■ Document segment
Showing posts with label being stupid. Show all posts
Showing posts with label being stupid. Show all posts

Tuesday, September 21, 2010

Insignificant Words that Produce Joy

I was walking home from class today, contemplating what makes me happy. I realized that my joys come from more simple things: a word, a touch, a good grade, etc. I mean, lately I have been really drawn to words that start with "W." I'm not sure you understand.

There are many words that bring me joy. Often they are little used words that are insignificant. Lately though, "W" has become my favorite letter, and words that begin with it just make me smile:

Wrinkle
Wonder
Wigglesworth, Michael (a poet)
Wit
Wistful
Whistle
Whimsical
Wish
Widget
Words

I could keep going, but I think you get my point.

Monday, July 26, 2010

The Joy of Rereading

While I was making myself french toast this morning, I ruminating over some things. The one that stands out most prominently however is my tendency to reread my favorite books. I have always thought this a sort of weakness, something like a fear of breaking out of what is comfortable. This summer, my thoughts on this tendency changed when I had an interview at the library for my dream job: stocking shelves. Although I didn't get the job (they didn't like that I lived about an hour away), I came home with a new found respect for rereading books.

Within the interview, one of the librarians with whom I was talking asked me what books I like to read. My goodness, she opened the floodgates. We then talked about books for about 5 minutes, and when I mentioned Jane Eyre by Charlotte Bronte, she told me that she rereads it once or twice a year.

■ Excerpted data
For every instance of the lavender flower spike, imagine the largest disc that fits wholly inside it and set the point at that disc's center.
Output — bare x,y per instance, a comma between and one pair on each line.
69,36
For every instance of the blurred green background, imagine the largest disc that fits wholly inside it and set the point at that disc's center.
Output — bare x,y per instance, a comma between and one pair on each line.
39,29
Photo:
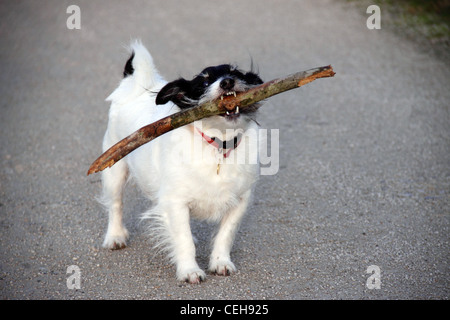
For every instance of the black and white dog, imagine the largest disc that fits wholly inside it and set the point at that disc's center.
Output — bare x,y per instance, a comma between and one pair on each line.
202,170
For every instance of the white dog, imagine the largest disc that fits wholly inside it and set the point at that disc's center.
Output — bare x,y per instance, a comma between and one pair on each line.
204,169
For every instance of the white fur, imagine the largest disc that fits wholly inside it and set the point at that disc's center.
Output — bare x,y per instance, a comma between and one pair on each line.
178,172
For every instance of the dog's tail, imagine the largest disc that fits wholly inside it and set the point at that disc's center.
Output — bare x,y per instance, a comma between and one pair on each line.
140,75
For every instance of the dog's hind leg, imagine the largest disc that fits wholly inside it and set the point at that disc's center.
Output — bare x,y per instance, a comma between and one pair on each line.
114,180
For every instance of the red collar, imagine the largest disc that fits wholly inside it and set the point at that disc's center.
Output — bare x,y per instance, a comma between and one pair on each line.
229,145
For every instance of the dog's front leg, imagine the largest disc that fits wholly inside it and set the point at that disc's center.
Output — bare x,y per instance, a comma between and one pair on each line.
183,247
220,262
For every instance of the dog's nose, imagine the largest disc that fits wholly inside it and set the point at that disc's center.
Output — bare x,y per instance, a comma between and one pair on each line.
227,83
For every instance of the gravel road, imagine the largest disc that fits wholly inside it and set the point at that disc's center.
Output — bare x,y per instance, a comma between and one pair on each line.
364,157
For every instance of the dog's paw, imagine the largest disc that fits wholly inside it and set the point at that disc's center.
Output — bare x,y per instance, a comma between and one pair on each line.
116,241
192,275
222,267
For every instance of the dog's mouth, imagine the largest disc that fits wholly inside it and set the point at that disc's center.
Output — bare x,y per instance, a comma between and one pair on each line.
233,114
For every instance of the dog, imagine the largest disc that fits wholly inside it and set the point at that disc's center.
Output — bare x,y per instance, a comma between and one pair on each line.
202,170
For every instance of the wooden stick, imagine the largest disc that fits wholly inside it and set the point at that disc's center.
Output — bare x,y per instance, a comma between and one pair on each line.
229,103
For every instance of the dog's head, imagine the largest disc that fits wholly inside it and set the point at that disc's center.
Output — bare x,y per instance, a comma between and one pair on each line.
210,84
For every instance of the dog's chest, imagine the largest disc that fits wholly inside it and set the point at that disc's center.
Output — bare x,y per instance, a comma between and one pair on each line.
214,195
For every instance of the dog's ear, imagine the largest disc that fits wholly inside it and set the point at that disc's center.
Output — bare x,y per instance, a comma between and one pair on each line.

...

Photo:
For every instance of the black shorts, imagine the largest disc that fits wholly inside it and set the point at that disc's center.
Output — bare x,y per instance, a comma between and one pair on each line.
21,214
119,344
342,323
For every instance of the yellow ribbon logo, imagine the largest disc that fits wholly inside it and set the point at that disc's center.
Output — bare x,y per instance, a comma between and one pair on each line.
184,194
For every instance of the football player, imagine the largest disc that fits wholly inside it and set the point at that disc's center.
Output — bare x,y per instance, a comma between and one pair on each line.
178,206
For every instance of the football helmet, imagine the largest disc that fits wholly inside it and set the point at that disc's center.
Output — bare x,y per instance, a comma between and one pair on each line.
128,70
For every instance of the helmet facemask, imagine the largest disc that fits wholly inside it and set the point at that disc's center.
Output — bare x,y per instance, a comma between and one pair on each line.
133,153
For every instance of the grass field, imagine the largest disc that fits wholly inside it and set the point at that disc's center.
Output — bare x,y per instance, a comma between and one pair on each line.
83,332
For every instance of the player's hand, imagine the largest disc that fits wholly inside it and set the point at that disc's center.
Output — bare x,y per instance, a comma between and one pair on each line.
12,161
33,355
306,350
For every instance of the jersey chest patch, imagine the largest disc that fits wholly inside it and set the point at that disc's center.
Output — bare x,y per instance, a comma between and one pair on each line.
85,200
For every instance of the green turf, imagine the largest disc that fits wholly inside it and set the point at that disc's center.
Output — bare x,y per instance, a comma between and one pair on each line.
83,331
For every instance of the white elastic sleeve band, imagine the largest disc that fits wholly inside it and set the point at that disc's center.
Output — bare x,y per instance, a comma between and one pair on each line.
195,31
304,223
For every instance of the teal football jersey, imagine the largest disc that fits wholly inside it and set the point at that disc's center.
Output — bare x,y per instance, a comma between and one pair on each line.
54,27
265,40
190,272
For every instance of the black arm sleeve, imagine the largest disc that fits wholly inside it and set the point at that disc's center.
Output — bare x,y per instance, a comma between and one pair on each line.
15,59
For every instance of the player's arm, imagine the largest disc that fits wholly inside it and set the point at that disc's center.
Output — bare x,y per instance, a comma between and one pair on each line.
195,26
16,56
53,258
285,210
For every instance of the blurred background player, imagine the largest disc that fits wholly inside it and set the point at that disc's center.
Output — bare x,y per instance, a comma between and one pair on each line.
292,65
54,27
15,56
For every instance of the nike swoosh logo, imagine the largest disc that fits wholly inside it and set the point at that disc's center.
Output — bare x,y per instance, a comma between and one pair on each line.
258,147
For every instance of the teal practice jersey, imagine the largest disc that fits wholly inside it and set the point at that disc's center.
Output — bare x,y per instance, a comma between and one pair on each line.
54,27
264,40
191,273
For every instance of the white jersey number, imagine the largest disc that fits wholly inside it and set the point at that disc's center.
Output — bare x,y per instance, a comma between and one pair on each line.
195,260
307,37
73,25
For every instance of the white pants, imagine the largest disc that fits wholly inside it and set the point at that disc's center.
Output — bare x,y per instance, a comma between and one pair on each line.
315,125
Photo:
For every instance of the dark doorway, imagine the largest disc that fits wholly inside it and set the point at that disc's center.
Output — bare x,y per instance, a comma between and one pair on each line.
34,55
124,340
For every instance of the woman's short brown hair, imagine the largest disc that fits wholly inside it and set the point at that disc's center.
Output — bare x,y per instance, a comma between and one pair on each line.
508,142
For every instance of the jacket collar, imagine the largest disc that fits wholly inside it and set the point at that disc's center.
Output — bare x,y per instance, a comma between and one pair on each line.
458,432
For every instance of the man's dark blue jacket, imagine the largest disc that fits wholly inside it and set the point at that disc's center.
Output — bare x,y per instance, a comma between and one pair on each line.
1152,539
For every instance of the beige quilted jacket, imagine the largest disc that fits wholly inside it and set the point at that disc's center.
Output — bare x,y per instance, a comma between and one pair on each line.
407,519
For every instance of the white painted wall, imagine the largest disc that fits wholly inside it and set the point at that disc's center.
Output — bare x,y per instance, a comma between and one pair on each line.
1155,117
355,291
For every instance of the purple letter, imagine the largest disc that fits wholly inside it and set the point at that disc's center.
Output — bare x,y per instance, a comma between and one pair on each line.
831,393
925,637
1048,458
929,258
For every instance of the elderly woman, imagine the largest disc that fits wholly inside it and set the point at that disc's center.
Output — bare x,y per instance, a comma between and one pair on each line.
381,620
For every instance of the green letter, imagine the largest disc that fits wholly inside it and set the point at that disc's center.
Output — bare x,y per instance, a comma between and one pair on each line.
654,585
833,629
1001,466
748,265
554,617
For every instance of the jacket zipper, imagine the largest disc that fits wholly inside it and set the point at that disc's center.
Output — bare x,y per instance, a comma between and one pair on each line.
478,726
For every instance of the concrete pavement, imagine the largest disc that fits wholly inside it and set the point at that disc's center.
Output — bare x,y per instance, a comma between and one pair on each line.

==

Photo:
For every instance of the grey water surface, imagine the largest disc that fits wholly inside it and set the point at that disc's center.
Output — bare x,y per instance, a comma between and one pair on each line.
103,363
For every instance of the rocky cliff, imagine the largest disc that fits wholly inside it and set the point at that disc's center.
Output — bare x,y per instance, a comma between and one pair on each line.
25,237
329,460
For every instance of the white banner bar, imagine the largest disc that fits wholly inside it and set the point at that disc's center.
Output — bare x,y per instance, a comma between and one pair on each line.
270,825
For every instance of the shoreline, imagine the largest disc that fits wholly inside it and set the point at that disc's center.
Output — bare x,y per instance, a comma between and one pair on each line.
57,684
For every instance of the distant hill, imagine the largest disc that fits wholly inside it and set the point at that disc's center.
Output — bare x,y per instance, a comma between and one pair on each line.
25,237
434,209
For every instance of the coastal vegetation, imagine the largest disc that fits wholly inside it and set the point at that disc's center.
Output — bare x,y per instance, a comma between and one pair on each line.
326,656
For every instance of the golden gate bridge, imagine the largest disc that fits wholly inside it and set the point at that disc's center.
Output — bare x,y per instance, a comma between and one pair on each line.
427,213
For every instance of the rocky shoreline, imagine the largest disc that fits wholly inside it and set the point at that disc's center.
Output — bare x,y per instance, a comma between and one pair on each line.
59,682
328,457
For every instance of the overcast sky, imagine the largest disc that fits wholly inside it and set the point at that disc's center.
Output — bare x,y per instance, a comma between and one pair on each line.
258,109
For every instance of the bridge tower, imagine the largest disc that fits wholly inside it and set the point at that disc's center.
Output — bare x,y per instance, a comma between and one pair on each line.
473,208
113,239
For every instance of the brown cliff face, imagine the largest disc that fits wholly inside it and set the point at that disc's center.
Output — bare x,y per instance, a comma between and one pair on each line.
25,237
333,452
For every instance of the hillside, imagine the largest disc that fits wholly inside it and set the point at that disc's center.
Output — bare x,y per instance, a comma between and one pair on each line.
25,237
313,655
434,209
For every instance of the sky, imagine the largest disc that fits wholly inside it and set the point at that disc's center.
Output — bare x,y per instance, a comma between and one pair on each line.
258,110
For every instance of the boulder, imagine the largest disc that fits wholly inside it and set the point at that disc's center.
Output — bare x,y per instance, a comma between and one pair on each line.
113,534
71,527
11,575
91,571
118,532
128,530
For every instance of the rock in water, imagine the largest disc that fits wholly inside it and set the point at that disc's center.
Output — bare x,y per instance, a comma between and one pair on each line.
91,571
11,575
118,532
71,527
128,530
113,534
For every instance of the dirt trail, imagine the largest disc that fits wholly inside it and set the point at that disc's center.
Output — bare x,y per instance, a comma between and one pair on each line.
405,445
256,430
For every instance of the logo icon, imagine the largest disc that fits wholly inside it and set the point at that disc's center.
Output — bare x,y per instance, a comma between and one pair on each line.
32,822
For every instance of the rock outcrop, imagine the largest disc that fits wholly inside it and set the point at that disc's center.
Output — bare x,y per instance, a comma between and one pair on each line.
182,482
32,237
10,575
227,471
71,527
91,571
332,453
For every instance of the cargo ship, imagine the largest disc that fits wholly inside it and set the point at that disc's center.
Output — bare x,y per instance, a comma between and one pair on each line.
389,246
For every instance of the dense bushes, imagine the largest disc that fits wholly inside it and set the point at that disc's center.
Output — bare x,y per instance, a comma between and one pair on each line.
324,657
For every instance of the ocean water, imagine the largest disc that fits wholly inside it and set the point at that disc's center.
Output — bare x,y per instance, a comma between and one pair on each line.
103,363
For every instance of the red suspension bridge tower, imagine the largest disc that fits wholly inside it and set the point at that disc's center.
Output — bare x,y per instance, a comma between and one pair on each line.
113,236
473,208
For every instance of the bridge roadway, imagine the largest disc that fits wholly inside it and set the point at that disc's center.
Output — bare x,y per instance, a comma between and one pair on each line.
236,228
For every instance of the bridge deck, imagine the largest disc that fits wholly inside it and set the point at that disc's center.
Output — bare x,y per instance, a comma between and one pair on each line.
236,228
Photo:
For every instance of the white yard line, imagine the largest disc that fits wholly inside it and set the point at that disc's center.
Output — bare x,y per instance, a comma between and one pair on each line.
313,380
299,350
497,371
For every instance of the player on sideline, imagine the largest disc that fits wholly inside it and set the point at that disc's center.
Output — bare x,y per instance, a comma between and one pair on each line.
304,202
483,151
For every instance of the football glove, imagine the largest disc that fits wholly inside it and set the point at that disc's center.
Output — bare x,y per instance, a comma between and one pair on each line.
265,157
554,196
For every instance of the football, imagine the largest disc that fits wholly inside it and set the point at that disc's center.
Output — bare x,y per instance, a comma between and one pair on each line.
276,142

■ What to do
[A] Reproduce the stretch of the blog post from "Monday, July 26, 2010" through "twice a year." verbatim.
[B] Find every line in the records that contains the word "letter", matching case, and copy each of those lines.
The records are unrelated to the blog post.

■ Solutions for each task
[A]
Monday, July 26, 2010

The Joy of Rereading

While I was making myself french toast this morning, I ruminating over some things. The one that stands out most prominently however is my tendency to reread my favorite books. I have always thought this a sort of weakness, something like a fear of breaking out of what is comfortable. This summer, my thoughts on this tendency changed when I had an interview at the library for my dream job: stocking shelves. Although I didn't get the job (they didn't like that I lived about an hour away), I came home with a new found respect for rereading books.

Within the interview, one of the librarians with whom I was talking asked me what books I like to read. My goodness, she opened the floodgates. We then talked about books for about 5 minutes, and when I mentioned Jane Eyre by Charlotte Bronte, she told me that she rereads it once or twice a year.

[B]
For every instance of the purple letter, imagine the largest disc that fits wholly inside it and set the point at that disc's center.
For every instance of the green letter, imagine the largest disc that fits wholly inside it and set the point at that disc's center.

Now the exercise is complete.